PROBLEM TO WORK ON
Reproduce everything in the topological sort post from "Posted on June" down to "vague requirements, right?", word for word.

EXCERPT
Understanding topological sort by cooking some Biryani

ankitutekar

Ankit Utekar

Posted on June 21, 2020

Understanding topological sort by cooking some Biryani

Topological sort is an algorithm I wish I had programmed in my brain. So many tasks to do every day, with so much dependencies among them. It would've definitely improved my productivity without being dependent on any external tool.

Disclaimer:

The example of chicken Biryani is chosen just for making it sound fun. I have tried to generalize the steps and removed details. Steps were chosen from the first link Google gave me. There are multiple variations of this recipe. If you don’t know what Biryani is, visit here. If you ever decide to cook some Biryani, this is the post you shouldn't be referring to. I guess you know what happens when we start development with vague requirements, right?

Alright then, let's start cooking some chicken Biryani.

Topological sort:

  • Topological sort is an algorithm used for the ordering of vertices in a graph. It outputs linear ordering of vertices based on their dependencies. We represent dependencies as edges of the graph.
  • It works only on Directed Acyclic Graphs(DAGs) - Graphs that have edges indicating direction. The vertices have one-way relationship among them. Also, there shouldn’t be any cyclic dependency among the vertices.

INFORMATION GIVEN
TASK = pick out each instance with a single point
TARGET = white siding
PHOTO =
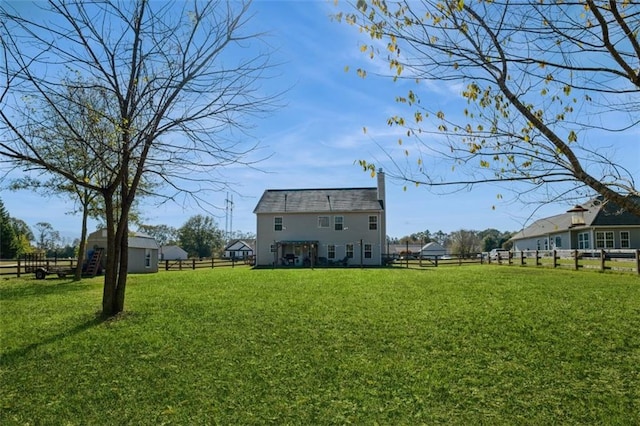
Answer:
(304, 227)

EXERCISE SOLUTION
Posted on June 21, 2020

Understanding topological sort by cooking some Biryani

Topological sort is an algorithm I wish I had programmed in my brain. So many tasks to do every day, with so much dependencies among them. It would've definitely improved my productivity without being dependent on any external tool.

Disclaimer:

The example of chicken Biryani is chosen just for making it sound fun. I have tried to generalize the steps and removed details. Steps were chosen from the first link Google gave me. There are multiple variations of this recipe. If you don’t know what Biryani is, visit here. If you ever decide to cook some Biryani, this is the post you shouldn't be referring to. I guess you know what happens when we start development with vague requirements, right?